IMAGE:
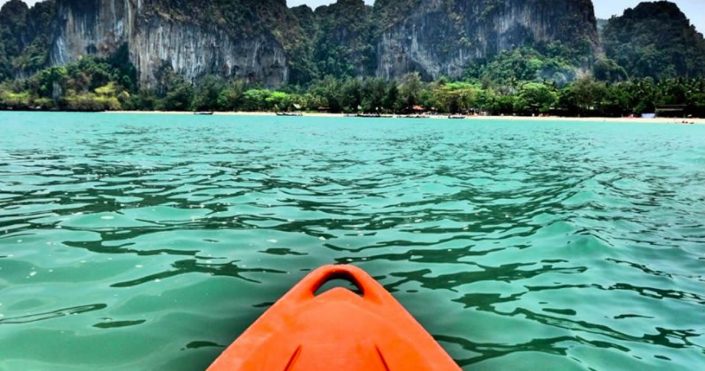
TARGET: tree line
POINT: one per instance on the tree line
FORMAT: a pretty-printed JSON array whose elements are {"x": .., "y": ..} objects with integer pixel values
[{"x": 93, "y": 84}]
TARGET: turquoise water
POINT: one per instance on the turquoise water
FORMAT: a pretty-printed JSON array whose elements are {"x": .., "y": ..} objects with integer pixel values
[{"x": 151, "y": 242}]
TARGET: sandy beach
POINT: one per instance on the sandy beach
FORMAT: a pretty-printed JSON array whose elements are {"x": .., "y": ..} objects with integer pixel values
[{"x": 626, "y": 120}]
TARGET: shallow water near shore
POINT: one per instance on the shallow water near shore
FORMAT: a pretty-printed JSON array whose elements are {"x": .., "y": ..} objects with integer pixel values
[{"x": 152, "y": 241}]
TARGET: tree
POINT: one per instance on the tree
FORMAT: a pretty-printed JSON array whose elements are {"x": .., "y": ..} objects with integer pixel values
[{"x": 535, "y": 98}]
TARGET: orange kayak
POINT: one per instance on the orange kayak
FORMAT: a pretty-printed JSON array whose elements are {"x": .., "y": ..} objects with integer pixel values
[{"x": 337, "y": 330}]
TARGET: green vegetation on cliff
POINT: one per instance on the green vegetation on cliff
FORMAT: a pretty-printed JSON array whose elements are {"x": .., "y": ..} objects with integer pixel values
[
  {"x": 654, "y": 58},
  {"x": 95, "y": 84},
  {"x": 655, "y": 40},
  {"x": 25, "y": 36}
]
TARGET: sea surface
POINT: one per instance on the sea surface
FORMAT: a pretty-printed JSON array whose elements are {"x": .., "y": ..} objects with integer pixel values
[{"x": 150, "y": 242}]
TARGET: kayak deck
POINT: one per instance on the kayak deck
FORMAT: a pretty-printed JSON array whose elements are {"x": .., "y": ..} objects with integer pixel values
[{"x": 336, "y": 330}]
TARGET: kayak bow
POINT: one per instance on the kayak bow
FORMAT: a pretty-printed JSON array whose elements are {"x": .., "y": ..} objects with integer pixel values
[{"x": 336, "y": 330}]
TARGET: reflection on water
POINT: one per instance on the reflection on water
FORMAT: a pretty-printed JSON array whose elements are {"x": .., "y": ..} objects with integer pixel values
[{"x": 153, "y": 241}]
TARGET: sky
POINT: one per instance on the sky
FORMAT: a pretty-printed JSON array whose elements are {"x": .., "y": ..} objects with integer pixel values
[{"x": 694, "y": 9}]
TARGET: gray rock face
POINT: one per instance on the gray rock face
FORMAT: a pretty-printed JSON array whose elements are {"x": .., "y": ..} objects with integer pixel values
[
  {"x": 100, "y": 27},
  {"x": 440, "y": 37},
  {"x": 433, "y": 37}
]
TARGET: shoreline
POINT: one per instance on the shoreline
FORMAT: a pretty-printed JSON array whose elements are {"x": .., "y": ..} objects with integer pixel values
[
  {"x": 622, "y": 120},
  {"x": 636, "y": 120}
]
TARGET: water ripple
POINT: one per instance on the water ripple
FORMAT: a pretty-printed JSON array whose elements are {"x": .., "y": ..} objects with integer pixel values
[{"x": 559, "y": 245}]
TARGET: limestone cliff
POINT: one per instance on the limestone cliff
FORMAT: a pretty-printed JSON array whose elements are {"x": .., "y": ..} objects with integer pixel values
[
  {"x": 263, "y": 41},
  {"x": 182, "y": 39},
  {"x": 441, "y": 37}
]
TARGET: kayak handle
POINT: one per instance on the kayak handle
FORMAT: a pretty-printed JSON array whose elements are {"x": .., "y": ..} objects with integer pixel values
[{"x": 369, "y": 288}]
---
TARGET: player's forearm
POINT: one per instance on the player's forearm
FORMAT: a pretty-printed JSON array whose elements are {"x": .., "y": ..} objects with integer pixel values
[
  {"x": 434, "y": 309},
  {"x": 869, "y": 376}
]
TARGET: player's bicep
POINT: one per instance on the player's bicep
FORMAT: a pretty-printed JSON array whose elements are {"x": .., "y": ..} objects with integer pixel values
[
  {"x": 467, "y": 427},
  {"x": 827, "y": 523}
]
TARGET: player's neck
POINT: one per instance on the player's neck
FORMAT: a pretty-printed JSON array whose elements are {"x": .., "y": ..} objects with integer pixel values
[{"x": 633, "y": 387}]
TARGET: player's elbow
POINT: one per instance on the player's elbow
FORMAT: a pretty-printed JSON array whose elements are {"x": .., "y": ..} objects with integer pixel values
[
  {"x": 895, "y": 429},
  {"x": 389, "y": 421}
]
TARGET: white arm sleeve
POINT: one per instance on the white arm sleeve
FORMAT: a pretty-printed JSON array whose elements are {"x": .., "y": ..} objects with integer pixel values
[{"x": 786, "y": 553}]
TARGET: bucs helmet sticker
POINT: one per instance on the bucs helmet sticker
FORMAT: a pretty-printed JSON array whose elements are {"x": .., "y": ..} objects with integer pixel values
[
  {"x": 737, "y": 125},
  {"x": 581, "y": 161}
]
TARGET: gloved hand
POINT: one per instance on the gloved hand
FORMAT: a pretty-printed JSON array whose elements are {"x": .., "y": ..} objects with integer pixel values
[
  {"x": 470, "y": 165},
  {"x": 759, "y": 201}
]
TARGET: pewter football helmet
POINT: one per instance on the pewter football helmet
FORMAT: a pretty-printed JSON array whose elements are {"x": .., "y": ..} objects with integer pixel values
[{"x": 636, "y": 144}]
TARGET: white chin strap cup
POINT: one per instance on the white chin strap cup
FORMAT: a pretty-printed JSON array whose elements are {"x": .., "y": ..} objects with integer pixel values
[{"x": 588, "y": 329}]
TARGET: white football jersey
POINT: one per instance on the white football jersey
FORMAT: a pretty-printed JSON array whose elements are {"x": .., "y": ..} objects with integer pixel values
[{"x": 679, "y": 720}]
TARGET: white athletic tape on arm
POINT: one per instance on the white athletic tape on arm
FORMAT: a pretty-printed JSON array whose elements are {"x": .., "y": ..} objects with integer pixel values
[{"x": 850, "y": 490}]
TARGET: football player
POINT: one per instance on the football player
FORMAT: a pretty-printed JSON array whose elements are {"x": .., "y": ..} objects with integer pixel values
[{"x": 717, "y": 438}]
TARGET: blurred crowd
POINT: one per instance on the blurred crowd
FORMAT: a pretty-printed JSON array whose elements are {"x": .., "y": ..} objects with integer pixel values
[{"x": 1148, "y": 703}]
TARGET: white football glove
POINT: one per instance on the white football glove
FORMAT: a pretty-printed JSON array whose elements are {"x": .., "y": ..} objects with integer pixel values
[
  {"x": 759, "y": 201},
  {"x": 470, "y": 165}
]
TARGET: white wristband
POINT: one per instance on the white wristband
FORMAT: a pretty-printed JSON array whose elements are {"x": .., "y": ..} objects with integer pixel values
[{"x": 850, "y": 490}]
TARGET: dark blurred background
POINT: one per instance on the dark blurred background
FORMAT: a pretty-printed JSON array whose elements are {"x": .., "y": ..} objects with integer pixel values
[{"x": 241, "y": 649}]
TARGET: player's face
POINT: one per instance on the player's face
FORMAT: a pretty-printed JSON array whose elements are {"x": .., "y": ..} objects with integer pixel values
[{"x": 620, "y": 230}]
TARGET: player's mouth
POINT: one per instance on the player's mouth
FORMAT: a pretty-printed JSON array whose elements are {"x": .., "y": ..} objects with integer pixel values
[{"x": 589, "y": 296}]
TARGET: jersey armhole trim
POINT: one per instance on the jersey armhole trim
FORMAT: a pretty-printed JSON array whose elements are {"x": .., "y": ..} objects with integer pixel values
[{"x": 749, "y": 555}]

The task
Please report only how many lines in the items above contain the string "athletic". Case matters.

In response
2